* _HOW TO COMPLETE THIS TASK_: The reply has to contain each record exactly as written.

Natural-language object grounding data

════════

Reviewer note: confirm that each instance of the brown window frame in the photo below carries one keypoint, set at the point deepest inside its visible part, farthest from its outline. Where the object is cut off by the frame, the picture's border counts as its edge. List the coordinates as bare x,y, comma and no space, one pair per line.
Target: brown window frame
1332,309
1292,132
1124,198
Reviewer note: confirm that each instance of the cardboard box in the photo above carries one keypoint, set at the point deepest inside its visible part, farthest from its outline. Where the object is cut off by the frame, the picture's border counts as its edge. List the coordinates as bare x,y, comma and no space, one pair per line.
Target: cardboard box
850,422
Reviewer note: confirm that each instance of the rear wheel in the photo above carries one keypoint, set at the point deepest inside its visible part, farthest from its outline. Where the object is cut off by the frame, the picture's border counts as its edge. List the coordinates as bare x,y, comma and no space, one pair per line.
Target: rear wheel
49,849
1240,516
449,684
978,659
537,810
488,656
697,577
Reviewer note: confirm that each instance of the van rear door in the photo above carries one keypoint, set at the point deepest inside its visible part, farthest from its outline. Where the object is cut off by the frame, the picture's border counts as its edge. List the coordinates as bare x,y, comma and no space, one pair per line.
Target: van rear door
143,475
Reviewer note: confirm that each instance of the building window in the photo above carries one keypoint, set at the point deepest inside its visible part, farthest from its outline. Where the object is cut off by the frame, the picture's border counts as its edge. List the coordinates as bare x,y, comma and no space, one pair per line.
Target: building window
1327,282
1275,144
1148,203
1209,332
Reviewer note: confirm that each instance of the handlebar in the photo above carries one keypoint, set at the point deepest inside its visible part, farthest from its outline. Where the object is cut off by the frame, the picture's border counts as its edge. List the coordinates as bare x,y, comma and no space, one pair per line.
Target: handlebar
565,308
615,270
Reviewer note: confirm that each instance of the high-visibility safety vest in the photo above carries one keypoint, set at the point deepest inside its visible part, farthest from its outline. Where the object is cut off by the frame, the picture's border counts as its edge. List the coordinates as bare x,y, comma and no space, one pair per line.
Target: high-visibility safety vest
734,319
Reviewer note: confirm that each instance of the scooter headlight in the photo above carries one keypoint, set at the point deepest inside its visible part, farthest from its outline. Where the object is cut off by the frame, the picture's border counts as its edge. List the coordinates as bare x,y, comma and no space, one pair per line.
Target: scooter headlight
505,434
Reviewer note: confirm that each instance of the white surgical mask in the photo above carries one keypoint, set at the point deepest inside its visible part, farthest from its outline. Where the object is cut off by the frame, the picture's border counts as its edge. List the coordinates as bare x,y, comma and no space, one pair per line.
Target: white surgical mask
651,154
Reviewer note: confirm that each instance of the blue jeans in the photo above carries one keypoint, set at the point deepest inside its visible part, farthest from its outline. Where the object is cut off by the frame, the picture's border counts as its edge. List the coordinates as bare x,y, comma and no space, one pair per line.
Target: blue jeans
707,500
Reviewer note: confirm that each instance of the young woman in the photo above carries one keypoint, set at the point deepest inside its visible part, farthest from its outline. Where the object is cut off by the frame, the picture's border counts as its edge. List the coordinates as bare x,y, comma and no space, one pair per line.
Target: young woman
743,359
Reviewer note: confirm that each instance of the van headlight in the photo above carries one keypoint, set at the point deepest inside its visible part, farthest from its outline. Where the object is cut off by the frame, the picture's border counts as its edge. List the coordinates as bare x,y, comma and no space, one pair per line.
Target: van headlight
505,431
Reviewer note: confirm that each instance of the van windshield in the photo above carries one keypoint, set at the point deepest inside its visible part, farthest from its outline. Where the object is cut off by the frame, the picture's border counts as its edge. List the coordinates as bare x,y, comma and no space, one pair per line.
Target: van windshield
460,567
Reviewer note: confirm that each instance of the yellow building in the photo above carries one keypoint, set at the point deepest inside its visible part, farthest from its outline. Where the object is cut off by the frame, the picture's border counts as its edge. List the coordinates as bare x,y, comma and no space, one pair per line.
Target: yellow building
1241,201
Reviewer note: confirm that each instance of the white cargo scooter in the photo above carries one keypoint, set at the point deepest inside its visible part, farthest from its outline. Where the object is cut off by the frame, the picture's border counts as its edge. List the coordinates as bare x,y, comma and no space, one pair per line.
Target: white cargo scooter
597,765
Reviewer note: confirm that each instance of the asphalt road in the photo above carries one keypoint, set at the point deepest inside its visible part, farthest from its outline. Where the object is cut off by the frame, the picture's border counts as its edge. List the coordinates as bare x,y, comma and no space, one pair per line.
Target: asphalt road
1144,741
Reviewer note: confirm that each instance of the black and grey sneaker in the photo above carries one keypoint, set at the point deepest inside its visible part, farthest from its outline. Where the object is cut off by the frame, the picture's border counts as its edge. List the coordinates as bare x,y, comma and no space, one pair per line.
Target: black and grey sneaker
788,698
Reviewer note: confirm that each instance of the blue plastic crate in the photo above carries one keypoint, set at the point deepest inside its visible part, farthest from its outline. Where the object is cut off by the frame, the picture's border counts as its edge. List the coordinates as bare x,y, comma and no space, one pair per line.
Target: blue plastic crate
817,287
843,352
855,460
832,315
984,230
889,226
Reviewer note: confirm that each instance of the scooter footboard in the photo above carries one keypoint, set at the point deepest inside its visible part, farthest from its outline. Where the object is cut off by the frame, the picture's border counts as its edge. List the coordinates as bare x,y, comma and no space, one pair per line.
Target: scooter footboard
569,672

════════

* _EXERCISE ANSWER_:
Reviewer note: confirm that each instance of the brown window frame in the photo below carries one keypoint, set at the point deepest inside its visible part, farthest from its outline. Where the object is cut off by the frame, the picture's border counts as its edge. List the coordinates as bare x,y, comma and no space, one pair per line.
Target: brown window frame
1332,309
1292,132
1124,198
Reviewer note: confirm that each instance of the cardboard box in the photo above carries one keypoint, set at the point deepest inside its visible part, farthest from its outline. Where the object is cut off by the frame, the picture's border counts as its edge. List the coordinates as bare x,y, comma and no space, one pair per line.
Target: cardboard box
850,422
Reviewer note: confirm that each instance of the rear wheel in the photo above carries one keypoint, set at the point deepest inside its visible part, farthest from its outline. Where the object is cut off by the frame, the picture's border counts as its edge. List the coordinates as bare x,y, comma and no space, one pair per line.
Target: rear wheel
49,849
1240,516
449,684
978,659
537,810
488,656
697,577
Reviewer note: confirm that each instance of the van rear door in the photo above carries one keypoint, set at the point deepest inside its visible part, farthest from its outline. Where the object is cut off by the frame, the picture's border counts as its edge. List the coordinates as bare x,y, comma and no space, one pair per line.
Target: van rear door
143,475
Reviewer note: confirm that each instance of the building window in the photo above carries one keypoint, set at the point deepest inside its visible part, farthest from its outline. Where the object is cut off by the frame, the picture's border counts as its edge. List the coordinates as bare x,y, comma and no space, one pair per line.
Target: building window
1327,282
1275,144
1148,203
1209,332
Reviewer note: confirm that each instance of the handlebar in the photo above carries one keypoint, set at the point deepest inside its visible part, farthest from its outline. Where the object is cut off by the frame, the picture's border counts as its edge. List the coordinates as bare x,y, comma and no space, one pair per line.
Target: handlebar
565,308
615,270
Reviewer note: confirm that each instance of the high-visibility safety vest in the photo above carries one keypoint, set at the point deepest inside its visible part, farthest from its outline. Where the object is cut off by the frame, the picture's border counts as its edge. List the coordinates as bare x,y, comma and no space, one pair per line.
Target: high-visibility safety vest
734,319
Reviewer note: confirm that each instance of the scooter headlight in the photo above carries one keypoint, set at the point deepest inside its visible part, farthest from its outline. Where the object is cut off by the frame, the picture's border counts as its edge. List the coordinates as bare x,y, comma and no space, one pair per line.
Target: scooter headlight
505,434
Reviewer note: confirm that each instance of the white surgical mask in the photo above carries one keypoint, set at the point deepest inside its visible part, farthest from its outline. Where the object is cut off by the frame, the picture's border counts as its edge. List the coordinates as bare x,y, comma and no space, one pair per line.
Target: white surgical mask
651,154
Reviewer note: confirm that each instance of the blue jeans in the photo above carries one keypoint, set at the point deepest inside its visible part, farthest from its outline. Where the object is cut off by the frame, the picture's border counts as its edge. List the coordinates as bare x,y, comma and no space, one pair per line.
Target: blue jeans
707,500
Reviewer note: confirm that each instance of the young woman in the photo above carries one keypoint, set at the point deepest inside its visible part, farthest from its outline. Where the object is cut off by the frame, the picture's border counts as its edge. List the coordinates as bare x,y, comma and no space, one pair per line.
Target: young woman
743,359
Reviewer note: confirm that each instance of the van headlight in the photo above carries one keypoint, set at the point deepest inside its visible part, farthest from its outline. Where the object is cut off by the frame, the picture's border counts as its edge. List the coordinates as bare x,y, comma and no space, one pair per line.
Target: van headlight
505,431
Reviewer note: confirm that each instance of the van windshield in the photo above carries one keypoint, set at the point deepest inside its visible part, farthest from its outline. Where the object is cut off by the frame, the picture's border counts as its edge. List the coordinates as bare x,y, comma and no space, one pair per line.
Target: van windshield
460,567
Reviewer note: confirm that each instance of the yellow building in the photo above carries one keypoint, set at the point deepest inside its visible part, farthest from its outline. Where the object is cut off by the frame, the picture's border counts as its edge. List the coordinates as bare x,y, comma and no space, one pair per line.
Target: yellow building
1241,201
Reviewer note: confirm that each instance of the white cargo scooter in the photo above carries one keypoint, set at the point deepest inside its visible part, farthest from its outline. Where the object is cut off by the frame, the picture's border counts as its edge. List the coordinates as bare x,y, comma and no space, one pair per line.
Target: white cargo scooter
597,765
Reviewer note: confirm that each instance of the asphalt road in the photo above carries one keypoint, set at the point deepest inside its visible part, farthest from its outline. Where the object is cut off by the frame, the picture's border counts as its edge. List the coordinates as bare x,y, comma and no space, one pair per line.
Target: asphalt road
1144,741
Reviewer note: confirm that each instance of the black and grey sneaker in the photo above carries one keypoint, set at the point deepest inside its visible part, farthest from its outline. Where the object is cut off by the frame, the picture's border counts as its edge. List the coordinates as bare x,y, comma and no space, one pair per line.
Target: black and grey sneaker
788,698
Reviewer note: confirm that each instance of the blue plastic crate in the photo above carries one keypoint, set at the point deepest inside its visible part, farthest from its outline. Where the object is cut off by the frame, the picture's border counts as its edge. List the coordinates as bare x,y, comma and no space, one pair per line.
Target: blue plastic crate
817,287
843,352
855,460
832,315
984,230
889,226
Reviewer note: confirm that each instance of the scooter footboard in the photo above carries one keypoint, set at the point deepest inside its visible part, farthest from its outline. Where the object is cut off by the frame, the picture's border counts as its edge. List the coordinates as bare x,y, comma and no space, one pair per line.
Target: scooter footboard
569,672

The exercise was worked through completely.